____ 本文

毎年々々楽しみにしていた、とっつぁん最大のイベントである。

消費者にいろんなスイカを食べてもらおうと、品種も色々と植えていた。

今年は、春からの低温で生育が遅れ、一週間延期したのだったが、

本来設定したその日に、逝ってしまわれた。

まるで西瓜の神様に召されたかのように。

 

昨夜、自宅でお通夜がいとなまれ、本日、最後のお別れに手を合わせてきた。

 

とっつぁんと大地を守る会のつき合いは、設立間もない頃からであるから、

僕が偉そうに思い出を語るのは憚られる。

ただひとつだけ許してくれるなら、やっぱり、このエピソードだろうか。

 

1990年、第1回の 「タイ農民交流ツアー」 の参加者のなかに、内田賢次さんはいた。

タイ語など触れる機会すらなかったとっつぁんが、行きの機内で、

サワデーカップ (こんにちは、のつもり) とかコップンカップン (ありがとう、のつもり)

とかをカタカタで暗誦しながら、

しかし現地に入れば、何のことはない。 すべて日本語で押し通した。

「このお札は信用できん」 と両替所で文句を言ったりしたのは閉口したが、

やはり圧巻は、畑だった。

________

- [取り組む課題]:
(a) 本文によると、1990年の第1回「タイ農民交流ツアー」の参加者のなかにいたのは誰ですか。
(b) 本文のうち、「1990年、第1回の 「タイ農民交流ツアー」 の参加者のなかに、内田賢次さんはいた。」から「しかし現地に入れば、何のことはない。 すべて日本語で押し通した。」までを、両端を含めて一字一句違えずに返してください。

____ データ行

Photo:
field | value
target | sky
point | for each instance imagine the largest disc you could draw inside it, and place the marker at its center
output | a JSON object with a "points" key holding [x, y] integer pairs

________

- [解答]:
(a) 内田賢次さんです。

(b)
1990年、第1回の 「タイ農民交流ツアー」 の参加者のなかに、内田賢次さんはいた。

タイ語など触れる機会すらなかったとっつぁんが、行きの機内で、

サワデーカップ (こんにちは、のつもり) とかコップンカップン (ありがとう、のつもり)

とかをカタカタで暗誦しながら、

しかし現地に入れば、何のことはない。 すべて日本語で押し通した。